(GIVEN TASK A) In the PyTorch forum thread, which module does the reply suggest might be more suitable for building the model?
(GIVEN TASK B) Please reproduce the PyTorch forum thread from "mymodel = Model(3,12)" to "optimizer = torch.optim.Adam(mymodel.parameters(),lr=0.1)".
(GIVEN TASK C) Carry on with the PyTorch forum thread from the point where it stops.

Trying to use an output of NN from previous episode

I’m trying to implement an experience replay buffer that uses state information from previous episodes but when I update gradients, I can’t use outputs from previous episodes. It gives an error. Is there a way that I can calculate gradients for previous episodes? I added a simple example that gives the same error.

RuntimeError: one of the variables needed for gradient computation has been modified by an inplace operation:

import torch.nn as nn
import torch

class Model(nn.Module):
    def __init__(self,in_state,out_feats):
        super(Model, self).__init__()
        self.apply_1 = nn.ModuleList([nn.Linear(4*in_state,32), 
                                      nn.ReLU(),
					                  nn.Linear(32,out_feats),
 					                  nn.Softmax(dim=1)])
                                    
    def forward(self,inp):
        hidden = inp
        for layer in self.apply_1:
            hidden = layer(hidden)
        return hidden
  
    
mymodel = Model(3,12)
inp1 = torch.rand(1,12)
inp2 = torch.rand(1,12)
out1 = mymodel(inp1) 
out2 = mymodel(inp2)  ------------- Try to use out2 after optimizer.step() for gradient computation-------------------------

optimizer = torch.optim.Adam(mymodel.parameters(),lr=0.1)

loss = torch.log(out1[0][0])*-10
optimizer.zero_grad()
loss.backward(retain_graph=True)
optimizer.step()
loss = torch.log(out2[0][0])*-10
optimizer.zero_grad()
loss.backward(retain_graph=True) -----------------Gives error at this stage----------------
optimizer.step()

If you want to use 2 losses on the same model, try this:

optimizer.zero_grad()
loss1 = torch.log(out1[0][0])*-10
loss2 = torch.log(out2[0][0])*-10
loss1.backward(retain_graph=True)
loss2.backward() 
optimizer.step()

also, in the example you have there is :
nn.Linear(32,out_feats) ___ ]), <------ probably a typo
nn.Softmax(dim=1)___ ]) <------ cause it should include also the last layer

My point is I want to use the loss coming from out2 after first episode is finished (after my network weights are updated). As it contains weights before the update, it gives error if I try to use it after the update.

Yes, it is a typo. I fixed it.

Ok, i hope i understand what you try to do (sounds like RL btw)
if not, ill try again :slight_smile:
Doing the following will work, does this make sense to your scenario?

loss = torch.log(out1[0][0])*-10
optimizer.zero_grad()
loss.backward(retain_graph=True)
optimizer.step()
out2 = mymodel(inp2)    #<--- move to here, after weights were updated from inp1
loss = torch.log(out2[0][0])*-10
optimizer.zero_grad()
loss.backward()         #<--- do you need retain_graph here ?
optimizer.step()

Roy.

BTW 1:
If this is indeed RL and your dealing with DDQN like scenario, you might need to have 2 separate networks and copy the weights from source to target

BTW 2:
Using Sequential in your example might be more suitable

class Model(nn.Module):
    def __init__(self,in_state,out_feats):
        super(Model, self).__init__()

Excerpts from point annotation data:

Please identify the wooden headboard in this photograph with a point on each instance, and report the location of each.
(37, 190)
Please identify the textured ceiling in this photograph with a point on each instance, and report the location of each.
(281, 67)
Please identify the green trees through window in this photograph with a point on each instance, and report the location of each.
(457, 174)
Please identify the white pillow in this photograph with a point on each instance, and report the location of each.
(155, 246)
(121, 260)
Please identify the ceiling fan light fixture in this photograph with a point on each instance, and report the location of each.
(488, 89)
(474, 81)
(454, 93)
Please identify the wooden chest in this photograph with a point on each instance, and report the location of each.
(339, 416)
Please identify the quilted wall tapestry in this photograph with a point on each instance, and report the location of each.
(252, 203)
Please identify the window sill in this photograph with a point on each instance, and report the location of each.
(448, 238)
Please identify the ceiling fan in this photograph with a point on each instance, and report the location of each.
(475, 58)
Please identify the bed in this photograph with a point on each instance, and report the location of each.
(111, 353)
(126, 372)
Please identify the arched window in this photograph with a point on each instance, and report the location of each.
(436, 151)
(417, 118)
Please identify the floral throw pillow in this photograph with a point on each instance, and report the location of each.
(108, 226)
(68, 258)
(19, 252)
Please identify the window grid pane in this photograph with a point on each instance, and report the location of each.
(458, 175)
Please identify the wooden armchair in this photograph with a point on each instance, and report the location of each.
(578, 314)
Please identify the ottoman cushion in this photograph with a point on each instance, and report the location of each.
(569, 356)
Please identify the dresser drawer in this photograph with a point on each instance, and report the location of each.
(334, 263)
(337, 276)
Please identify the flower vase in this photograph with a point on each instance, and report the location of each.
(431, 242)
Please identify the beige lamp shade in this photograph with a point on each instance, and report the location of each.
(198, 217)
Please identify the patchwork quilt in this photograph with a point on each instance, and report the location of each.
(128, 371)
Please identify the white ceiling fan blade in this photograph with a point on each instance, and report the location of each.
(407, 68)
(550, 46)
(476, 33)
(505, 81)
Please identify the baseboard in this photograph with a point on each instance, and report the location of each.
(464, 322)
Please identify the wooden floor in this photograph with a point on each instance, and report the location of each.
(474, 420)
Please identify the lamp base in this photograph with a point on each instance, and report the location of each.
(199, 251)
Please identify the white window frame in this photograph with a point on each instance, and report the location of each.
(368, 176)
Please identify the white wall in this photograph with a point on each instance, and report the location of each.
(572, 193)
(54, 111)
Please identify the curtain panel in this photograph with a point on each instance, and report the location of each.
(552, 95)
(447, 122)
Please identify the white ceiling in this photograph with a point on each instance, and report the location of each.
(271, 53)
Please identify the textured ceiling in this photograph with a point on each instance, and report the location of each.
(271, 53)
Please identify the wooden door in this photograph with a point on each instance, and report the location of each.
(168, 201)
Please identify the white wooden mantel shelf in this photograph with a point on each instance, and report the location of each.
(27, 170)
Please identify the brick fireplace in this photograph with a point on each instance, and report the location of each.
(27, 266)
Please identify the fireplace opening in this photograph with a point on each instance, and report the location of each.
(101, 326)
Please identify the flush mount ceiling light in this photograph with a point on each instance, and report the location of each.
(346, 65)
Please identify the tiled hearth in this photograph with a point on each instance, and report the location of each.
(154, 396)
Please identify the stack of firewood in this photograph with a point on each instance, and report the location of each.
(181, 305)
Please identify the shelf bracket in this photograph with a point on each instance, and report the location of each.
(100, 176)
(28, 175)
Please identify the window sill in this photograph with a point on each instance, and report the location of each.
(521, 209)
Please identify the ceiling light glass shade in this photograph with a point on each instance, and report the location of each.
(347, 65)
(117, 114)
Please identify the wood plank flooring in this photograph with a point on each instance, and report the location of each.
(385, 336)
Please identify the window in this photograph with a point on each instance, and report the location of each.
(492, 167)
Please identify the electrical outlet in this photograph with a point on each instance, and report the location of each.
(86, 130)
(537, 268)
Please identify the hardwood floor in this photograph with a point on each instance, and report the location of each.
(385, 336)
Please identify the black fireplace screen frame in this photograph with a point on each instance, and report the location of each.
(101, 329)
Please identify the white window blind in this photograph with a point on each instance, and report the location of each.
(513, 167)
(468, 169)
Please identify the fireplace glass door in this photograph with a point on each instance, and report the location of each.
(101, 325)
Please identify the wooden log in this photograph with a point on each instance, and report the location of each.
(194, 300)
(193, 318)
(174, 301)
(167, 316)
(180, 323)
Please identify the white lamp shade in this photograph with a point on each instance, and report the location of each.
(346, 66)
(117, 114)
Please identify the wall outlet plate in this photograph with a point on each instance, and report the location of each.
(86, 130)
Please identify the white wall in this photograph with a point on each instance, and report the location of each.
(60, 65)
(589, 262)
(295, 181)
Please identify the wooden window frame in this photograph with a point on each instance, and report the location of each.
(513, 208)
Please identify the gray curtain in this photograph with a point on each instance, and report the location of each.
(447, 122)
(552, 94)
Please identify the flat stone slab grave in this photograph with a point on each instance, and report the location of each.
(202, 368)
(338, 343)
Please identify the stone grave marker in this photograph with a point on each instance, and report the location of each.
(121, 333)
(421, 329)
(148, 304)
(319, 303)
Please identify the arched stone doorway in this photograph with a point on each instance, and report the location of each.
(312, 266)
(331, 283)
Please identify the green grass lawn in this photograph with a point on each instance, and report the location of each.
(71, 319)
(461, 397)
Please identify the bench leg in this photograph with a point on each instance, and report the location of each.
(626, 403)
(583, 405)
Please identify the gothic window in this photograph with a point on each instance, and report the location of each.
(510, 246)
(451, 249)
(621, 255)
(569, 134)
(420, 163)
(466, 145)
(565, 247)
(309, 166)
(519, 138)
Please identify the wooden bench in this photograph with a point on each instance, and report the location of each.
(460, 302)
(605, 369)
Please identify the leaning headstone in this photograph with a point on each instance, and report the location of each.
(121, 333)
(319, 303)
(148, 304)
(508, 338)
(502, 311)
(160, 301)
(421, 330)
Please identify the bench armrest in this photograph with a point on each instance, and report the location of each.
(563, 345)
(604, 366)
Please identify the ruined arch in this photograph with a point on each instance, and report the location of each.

(RIGHT ANSWER A) Sequential.

(RIGHT ANSWER B)
mymodel = Model(3,12)
inp1 = torch.rand(1,12)
inp2 = torch.rand(1,12)
out1 = mymodel(inp1) 
out2 = mymodel(inp2)  ------------- Try to use out2 after optimizer.step() for gradient computation-------------------------

optimizer = torch.optim.Adam(mymodel.parameters(),lr=0.1)

(RIGHT ANSWER C)
        self.apply_1 = nn.Sequential(nn.Linear(4*in_state,32), 
                                      nn.ReLU(),
					                  nn.Linear(32,out_feats),
 					                  nn.Softmax(dim=1))
                                    
    def forward(self,inp):
        return self.apply_1(inp)

Roy.

Your code will work with CloningLinear (again, hope i understand what you try to do)

import torch.nn as nn
import torch.nn.functional as F
import torch

class CloningLinear(nn.Linear):
    def forward(self, inputs):
        return F.linear(inputs, self.weight.clone(), self.bias.clone())

class Model(nn.Module):
    def __init__(self,in_state,out_feats):
        super(Model, self).__init__()
        self.apply_1 = nn.ModuleList([CloningLinear(4*in_state,32), 
                                      nn.ReLU(),
					                  CloningLinear(32,out_feats),
 					                  nn.Softmax(dim=1)])
                                    
    def forward(self,inp):
        hidden = inp
        for layer in self.apply_1:
            hidden = layer(hidden)
        return hidden
  
    
mymodel = Model(3,12)
inp1 = torch.rand(1,12)
inp2 = torch.rand(1,12)
out1 = mymodel(inp1) 
out2 = mymodel(inp2)

optimizer = torch.optim.Adam(mymodel.parameters(),lr=0.1)

loss = torch.log(out1[0][0])*-10
optimizer.zero_grad()
loss.backward(retain_graph=True)
optimizer.step()
loss = torch.log(out2[0][0])*-10
optimizer.zero_grad()
loss.backward(retain_graph=True) #<--- still think you should reconsider this retain_graph
optimizer.step()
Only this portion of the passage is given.